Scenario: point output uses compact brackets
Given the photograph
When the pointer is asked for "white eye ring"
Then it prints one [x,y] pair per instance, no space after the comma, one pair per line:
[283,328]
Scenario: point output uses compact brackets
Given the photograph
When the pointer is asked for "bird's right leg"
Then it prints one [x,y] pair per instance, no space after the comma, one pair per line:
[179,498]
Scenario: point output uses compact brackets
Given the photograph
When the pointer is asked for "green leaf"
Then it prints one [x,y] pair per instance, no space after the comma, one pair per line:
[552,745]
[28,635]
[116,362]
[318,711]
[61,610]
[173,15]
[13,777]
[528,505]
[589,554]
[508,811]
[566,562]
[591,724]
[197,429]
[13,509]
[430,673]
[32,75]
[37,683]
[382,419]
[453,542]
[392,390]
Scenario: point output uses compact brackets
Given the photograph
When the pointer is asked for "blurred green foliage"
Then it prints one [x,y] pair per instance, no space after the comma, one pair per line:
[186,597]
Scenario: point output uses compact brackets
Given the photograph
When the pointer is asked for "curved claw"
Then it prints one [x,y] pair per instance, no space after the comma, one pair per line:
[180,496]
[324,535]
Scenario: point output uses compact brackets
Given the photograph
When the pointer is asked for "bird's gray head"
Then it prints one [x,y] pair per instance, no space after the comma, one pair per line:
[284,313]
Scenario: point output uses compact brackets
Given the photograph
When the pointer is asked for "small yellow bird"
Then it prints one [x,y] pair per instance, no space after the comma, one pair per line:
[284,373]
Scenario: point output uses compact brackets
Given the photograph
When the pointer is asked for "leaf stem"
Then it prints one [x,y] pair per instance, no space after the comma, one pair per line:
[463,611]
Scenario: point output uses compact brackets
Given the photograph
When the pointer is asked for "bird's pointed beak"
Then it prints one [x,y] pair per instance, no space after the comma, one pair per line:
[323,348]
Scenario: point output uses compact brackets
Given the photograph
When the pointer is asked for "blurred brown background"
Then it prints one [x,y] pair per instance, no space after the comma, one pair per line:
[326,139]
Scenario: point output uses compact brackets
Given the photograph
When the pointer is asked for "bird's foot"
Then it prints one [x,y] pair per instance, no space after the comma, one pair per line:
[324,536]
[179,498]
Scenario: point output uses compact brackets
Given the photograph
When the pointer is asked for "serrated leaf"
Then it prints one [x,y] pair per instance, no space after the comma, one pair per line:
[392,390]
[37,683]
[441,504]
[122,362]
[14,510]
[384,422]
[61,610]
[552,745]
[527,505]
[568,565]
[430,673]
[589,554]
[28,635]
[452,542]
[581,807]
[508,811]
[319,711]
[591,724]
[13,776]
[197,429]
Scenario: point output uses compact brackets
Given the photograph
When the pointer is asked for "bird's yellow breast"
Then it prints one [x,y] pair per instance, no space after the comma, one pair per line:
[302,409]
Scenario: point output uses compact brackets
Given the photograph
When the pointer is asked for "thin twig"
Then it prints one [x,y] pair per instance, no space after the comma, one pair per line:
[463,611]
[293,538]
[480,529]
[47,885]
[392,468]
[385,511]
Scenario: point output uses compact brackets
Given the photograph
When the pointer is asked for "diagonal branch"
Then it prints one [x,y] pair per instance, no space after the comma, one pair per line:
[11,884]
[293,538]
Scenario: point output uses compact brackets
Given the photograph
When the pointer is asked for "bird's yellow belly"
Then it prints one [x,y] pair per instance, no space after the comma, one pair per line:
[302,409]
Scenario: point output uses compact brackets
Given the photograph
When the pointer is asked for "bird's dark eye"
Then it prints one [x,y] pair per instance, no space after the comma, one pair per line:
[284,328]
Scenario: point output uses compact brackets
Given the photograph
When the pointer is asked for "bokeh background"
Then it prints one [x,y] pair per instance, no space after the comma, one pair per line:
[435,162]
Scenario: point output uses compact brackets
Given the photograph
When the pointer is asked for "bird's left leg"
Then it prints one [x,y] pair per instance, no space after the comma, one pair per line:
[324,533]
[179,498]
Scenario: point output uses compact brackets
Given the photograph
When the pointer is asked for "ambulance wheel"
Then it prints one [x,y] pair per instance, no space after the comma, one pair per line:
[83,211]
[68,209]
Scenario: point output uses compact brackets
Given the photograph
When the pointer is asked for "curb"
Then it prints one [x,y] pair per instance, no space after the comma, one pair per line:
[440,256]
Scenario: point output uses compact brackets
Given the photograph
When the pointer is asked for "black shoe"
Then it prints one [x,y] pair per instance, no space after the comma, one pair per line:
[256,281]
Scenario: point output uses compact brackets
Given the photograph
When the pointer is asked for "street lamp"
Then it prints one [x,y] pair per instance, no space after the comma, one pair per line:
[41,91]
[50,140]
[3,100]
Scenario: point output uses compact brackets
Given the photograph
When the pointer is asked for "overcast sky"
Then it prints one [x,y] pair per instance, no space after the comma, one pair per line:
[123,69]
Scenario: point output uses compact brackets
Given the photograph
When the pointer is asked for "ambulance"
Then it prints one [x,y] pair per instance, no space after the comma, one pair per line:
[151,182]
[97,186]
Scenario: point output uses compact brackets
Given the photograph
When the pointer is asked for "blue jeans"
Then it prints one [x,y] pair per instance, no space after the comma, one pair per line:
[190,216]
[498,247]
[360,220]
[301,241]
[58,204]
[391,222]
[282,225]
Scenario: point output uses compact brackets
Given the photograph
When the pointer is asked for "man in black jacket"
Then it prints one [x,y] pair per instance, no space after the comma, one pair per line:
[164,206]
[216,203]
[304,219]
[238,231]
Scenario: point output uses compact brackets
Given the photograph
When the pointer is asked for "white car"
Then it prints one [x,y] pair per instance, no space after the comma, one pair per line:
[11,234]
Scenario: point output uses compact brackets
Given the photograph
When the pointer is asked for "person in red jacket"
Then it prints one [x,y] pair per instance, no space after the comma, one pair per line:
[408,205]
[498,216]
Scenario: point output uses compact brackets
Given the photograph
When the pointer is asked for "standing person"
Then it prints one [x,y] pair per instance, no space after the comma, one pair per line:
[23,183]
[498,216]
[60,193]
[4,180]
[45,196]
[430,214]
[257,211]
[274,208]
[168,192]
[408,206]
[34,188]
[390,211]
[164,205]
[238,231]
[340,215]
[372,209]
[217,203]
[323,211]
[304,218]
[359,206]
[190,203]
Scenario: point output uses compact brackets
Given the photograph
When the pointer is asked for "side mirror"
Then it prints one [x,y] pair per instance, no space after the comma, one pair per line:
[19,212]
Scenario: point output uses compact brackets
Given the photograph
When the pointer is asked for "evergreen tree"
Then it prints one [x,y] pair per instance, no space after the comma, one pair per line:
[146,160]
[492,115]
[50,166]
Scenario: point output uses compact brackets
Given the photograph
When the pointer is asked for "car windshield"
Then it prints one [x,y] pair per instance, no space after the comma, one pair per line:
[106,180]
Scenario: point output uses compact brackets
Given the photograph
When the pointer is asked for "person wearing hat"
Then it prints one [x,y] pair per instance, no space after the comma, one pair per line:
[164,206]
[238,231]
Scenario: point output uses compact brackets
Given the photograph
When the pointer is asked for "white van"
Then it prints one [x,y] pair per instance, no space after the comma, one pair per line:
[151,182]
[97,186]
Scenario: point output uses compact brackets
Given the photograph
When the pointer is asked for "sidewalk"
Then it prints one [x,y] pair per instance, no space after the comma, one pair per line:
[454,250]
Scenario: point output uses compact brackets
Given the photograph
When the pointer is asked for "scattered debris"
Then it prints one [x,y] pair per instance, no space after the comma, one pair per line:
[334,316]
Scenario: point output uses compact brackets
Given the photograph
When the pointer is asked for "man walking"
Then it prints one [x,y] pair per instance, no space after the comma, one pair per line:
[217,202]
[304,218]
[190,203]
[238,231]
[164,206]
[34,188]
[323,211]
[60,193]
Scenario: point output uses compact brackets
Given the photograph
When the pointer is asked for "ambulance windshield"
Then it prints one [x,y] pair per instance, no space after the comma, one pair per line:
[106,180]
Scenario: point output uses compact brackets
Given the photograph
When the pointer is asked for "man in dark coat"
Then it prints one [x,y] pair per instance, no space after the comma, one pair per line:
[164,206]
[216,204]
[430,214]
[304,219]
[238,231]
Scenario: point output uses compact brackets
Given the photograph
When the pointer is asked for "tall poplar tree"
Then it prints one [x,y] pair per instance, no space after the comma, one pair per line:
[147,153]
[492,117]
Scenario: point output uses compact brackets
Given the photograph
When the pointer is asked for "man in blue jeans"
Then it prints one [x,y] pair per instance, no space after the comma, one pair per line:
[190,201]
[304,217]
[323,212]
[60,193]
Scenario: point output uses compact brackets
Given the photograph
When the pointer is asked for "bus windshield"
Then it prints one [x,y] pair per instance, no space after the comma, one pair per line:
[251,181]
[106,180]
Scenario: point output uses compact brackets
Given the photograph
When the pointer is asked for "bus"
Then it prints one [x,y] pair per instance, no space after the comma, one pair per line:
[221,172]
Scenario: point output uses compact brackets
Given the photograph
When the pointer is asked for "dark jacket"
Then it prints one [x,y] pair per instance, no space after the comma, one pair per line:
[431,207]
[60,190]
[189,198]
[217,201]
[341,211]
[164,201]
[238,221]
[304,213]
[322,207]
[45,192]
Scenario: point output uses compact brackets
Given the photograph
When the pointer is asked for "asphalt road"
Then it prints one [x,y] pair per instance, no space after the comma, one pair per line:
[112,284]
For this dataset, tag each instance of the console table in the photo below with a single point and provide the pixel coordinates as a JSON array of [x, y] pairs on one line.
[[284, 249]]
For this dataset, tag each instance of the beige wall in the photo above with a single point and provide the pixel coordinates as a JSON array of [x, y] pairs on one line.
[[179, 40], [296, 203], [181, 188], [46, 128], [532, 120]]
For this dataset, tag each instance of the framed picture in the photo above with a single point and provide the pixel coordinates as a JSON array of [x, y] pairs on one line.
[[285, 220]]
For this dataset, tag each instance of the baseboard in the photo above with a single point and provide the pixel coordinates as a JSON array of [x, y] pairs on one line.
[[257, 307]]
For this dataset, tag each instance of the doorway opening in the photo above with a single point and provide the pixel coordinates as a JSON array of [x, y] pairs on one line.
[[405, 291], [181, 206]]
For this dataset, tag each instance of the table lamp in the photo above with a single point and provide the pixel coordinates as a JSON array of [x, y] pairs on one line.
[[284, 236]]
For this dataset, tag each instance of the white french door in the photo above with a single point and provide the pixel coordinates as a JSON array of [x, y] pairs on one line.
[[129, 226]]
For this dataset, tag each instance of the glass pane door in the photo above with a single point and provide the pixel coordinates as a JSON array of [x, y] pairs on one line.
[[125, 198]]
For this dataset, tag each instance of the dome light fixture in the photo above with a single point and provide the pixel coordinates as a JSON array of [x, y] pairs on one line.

──────────────────────────────

■ Prompt
Find the word "dark" in the entries, then copy out every line that has it.

■ Finished exercise
When the pointer is asked for "bird's dark eye"
When the pointer is asked for "man in dark coat"
When the pointer is asked for "dark jacket"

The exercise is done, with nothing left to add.